§ **依頼内容**: 以下の行を、1行につき1つの文字列としてJSONの文字列リストに書き表してください。空行は入れず、画像も答えに含めないでください。

§ **データ**:
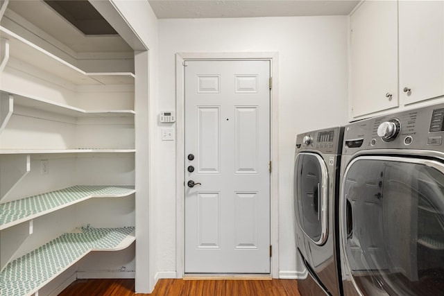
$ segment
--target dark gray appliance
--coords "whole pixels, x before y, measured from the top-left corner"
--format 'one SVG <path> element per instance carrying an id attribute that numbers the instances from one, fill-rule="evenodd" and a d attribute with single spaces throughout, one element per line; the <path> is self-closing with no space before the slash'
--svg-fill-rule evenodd
<path id="1" fill-rule="evenodd" d="M 293 201 L 298 253 L 308 272 L 302 296 L 341 295 L 336 214 L 343 128 L 298 134 Z"/>
<path id="2" fill-rule="evenodd" d="M 444 293 L 444 104 L 345 126 L 345 296 Z"/>

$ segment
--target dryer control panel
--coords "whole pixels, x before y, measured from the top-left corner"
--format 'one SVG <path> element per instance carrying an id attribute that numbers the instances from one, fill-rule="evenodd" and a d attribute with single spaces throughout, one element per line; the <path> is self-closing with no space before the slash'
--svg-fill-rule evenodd
<path id="1" fill-rule="evenodd" d="M 341 154 L 343 128 L 336 127 L 315 130 L 296 137 L 296 152 L 299 150 L 316 150 L 323 154 Z"/>
<path id="2" fill-rule="evenodd" d="M 359 150 L 412 149 L 444 152 L 444 103 L 345 125 L 343 154 Z"/>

§ **解答**:
[
  "$ segment",
  "--target dark gray appliance",
  "--coords \"whole pixels, x before y, measured from the top-left corner\"",
  "--format 'one SVG <path> element per instance carrying an id attribute that numbers the instances from one, fill-rule=\"evenodd\" and a d attribute with single spaces throughout, one element per line; the <path> is self-closing with no space before the slash'",
  "--svg-fill-rule evenodd",
  "<path id=\"1\" fill-rule=\"evenodd\" d=\"M 293 201 L 298 253 L 308 272 L 302 296 L 341 295 L 336 214 L 343 128 L 298 134 Z\"/>",
  "<path id=\"2\" fill-rule=\"evenodd\" d=\"M 444 293 L 444 104 L 345 126 L 345 296 Z\"/>",
  "$ segment",
  "--target dryer control panel",
  "--coords \"whole pixels, x before y, measured from the top-left corner\"",
  "--format 'one SVG <path> element per instance carrying an id attribute that numbers the instances from one, fill-rule=\"evenodd\" and a d attribute with single spaces throughout, one element per line; the <path> is self-closing with no space before the slash'",
  "--svg-fill-rule evenodd",
  "<path id=\"1\" fill-rule=\"evenodd\" d=\"M 341 154 L 343 128 L 336 127 L 315 130 L 296 137 L 296 152 L 299 150 L 316 150 L 323 154 Z\"/>",
  "<path id=\"2\" fill-rule=\"evenodd\" d=\"M 359 150 L 412 149 L 444 152 L 444 103 L 345 125 L 343 154 Z\"/>"
]